◆ What you should do ◆
Each entry below is to be written out exactly, and the pictures are to be left out.

◆ Given data ◆
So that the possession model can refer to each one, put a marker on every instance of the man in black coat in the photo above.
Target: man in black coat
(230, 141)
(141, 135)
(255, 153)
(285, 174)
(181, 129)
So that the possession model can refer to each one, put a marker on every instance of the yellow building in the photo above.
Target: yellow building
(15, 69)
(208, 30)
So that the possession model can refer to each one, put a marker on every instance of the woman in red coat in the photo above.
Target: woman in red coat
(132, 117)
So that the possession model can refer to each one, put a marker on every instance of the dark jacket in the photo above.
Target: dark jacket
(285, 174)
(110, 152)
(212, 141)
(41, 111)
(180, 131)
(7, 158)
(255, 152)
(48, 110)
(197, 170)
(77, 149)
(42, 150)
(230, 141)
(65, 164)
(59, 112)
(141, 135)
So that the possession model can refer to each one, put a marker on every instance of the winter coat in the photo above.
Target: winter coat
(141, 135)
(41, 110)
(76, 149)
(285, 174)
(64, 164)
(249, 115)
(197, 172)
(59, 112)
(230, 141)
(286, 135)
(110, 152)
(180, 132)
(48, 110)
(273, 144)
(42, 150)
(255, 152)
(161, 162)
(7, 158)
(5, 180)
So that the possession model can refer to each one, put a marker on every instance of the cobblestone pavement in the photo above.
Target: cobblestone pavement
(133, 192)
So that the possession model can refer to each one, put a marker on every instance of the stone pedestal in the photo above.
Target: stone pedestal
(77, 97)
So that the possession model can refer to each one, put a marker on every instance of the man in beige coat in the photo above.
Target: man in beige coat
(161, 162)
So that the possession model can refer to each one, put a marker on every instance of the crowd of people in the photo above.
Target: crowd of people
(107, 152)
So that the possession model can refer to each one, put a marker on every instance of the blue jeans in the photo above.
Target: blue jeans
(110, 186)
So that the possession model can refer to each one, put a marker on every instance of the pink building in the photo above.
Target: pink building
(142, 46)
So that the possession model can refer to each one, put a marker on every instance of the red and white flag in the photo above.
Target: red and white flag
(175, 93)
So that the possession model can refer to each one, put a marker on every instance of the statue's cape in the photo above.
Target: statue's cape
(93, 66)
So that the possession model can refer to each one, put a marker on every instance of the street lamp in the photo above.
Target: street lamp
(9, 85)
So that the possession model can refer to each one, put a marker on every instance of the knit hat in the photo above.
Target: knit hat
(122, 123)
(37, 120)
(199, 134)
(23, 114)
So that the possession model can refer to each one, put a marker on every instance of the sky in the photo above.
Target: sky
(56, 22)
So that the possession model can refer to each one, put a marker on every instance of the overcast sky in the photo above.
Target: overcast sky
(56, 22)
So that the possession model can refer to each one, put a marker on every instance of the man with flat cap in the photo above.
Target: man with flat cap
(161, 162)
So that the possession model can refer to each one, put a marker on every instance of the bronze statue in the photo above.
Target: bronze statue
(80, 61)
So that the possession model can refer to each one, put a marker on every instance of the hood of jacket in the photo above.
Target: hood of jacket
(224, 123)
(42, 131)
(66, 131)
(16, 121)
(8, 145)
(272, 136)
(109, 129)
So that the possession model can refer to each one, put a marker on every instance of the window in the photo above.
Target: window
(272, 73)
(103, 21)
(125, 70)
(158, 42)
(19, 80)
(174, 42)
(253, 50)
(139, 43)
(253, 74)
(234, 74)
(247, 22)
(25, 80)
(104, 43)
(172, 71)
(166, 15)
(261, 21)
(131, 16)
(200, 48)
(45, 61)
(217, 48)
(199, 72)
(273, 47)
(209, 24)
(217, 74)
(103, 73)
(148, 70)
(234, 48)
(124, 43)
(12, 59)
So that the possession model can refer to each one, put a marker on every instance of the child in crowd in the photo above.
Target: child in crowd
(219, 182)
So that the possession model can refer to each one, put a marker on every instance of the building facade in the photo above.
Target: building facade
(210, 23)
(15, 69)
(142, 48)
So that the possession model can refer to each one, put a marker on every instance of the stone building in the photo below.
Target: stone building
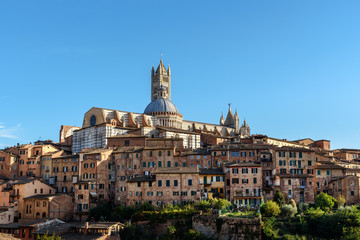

◆ Task answer ◆
So that the possession model can refer to each one, put a marker on every instance of the man in black coat in the photo above.
Target: man in black coat
(230, 141)
(141, 135)
(255, 153)
(285, 174)
(181, 129)
So that the possession model can refer to each one, put a marker on every instance of the yellow building in the photo above.
Target: yellow building
(15, 69)
(208, 30)
So that the possession model can refer to each one, put a marker on every instance of the woman in red coat in the photo above.
Target: woman in red coat
(132, 117)
So that the possession model can refer to each one, put a marker on every instance of the dark jacket in the photo above.
Target: dark jacket
(285, 174)
(110, 152)
(212, 141)
(41, 111)
(180, 131)
(7, 158)
(255, 152)
(48, 110)
(197, 170)
(77, 149)
(42, 150)
(230, 141)
(65, 164)
(59, 112)
(141, 135)
So that the possession model can refer to each one, put a marker on every instance of the winter coat in the photo above.
Target: winter coat
(141, 135)
(41, 110)
(76, 149)
(285, 174)
(64, 164)
(249, 115)
(197, 172)
(59, 112)
(230, 141)
(286, 135)
(110, 152)
(180, 132)
(48, 110)
(273, 144)
(42, 150)
(255, 152)
(161, 162)
(7, 158)
(5, 180)
So that the possession model can refer to each one, put a marker on every instance of the cobblestone pavement in the photo above.
Target: cobblestone pavement
(133, 192)
So that the possession model can refer to each one, put a marker on every instance of the stone pedestal in the photo above.
Target: stone pedestal
(77, 97)
So that the possession model can refer to each one, put a marker on every instance of the man in beige coat in the photo above.
Target: man in beige coat
(161, 162)
So that the possession model can refer to each one, put a marker on every instance of the crowd of people in the photo above.
Target: crowd of people
(107, 152)
So that the possession model can refer to each one, put a marker on every instance of the blue jeans in the photo above.
Target: blue jeans
(110, 186)
So that the possession model can refer to each one, put a marker on every instance of the pink building in the photo above.
Target: pink building
(142, 46)
So that the possession model can refer to each one, put a marker on every instance of the red and white flag in the photo above.
Target: red and white flag
(175, 93)
So that the possession model can refer to each one, put a marker on every instance of the statue's cape in the photo above.
Target: statue's cape
(93, 66)
So that the possession model can refer to each one, put a marker on every instance of the street lamp in the photo above.
Target: street lamp
(9, 85)
So that the possession model can refer to each one, put a marker on every instance of the knit hat in the photo above.
Target: knit hat
(122, 123)
(37, 120)
(199, 134)
(23, 114)
So that the possession model can refer to each one, put a marker on every instance of the sky in the photo above.
Target: sky
(56, 22)
So that the possession model can refer to each one, put a marker on every instance of the overcast sky in the photo above.
Target: overcast sky
(56, 22)
So that the possession model can refer to each one, put a marker on every instance of the man with flat cap in the photo above.
Target: man with flat cap
(161, 162)
So that the possession model can refer to each one, put a marker on every instance of the bronze statue in the photo above.
Target: bronze statue
(80, 61)
So that the possession model can refer to each one, put a marker on every instance of the hood of jacket in the photo above.
Target: hood of jacket
(224, 123)
(42, 131)
(66, 131)
(16, 121)
(8, 145)
(272, 136)
(109, 129)
So that the possession model can refer to each one, put a marker on every instance of the window in the photo above.
Target: window
(272, 73)
(103, 21)
(125, 70)
(158, 42)
(19, 80)
(174, 42)
(253, 50)
(139, 43)
(253, 74)
(234, 74)
(247, 22)
(25, 80)
(104, 43)
(172, 71)
(166, 15)
(261, 21)
(131, 16)
(200, 48)
(45, 61)
(217, 48)
(199, 72)
(273, 47)
(209, 24)
(217, 74)
(103, 73)
(148, 70)
(234, 48)
(124, 43)
(12, 59)
So that the possession model can refer to each one, put a marker on every instance of the child in crowd in the photo above.
Target: child in crowd
(219, 182)
So that the possession model can refer to each one, put a marker on every instance of the building facade in the photo above.
Target: building facade
(210, 23)
(15, 69)
(142, 48)
So that the possession model can refer to each one, put a marker on every instance of the stone building in the photo below.
Target: stone building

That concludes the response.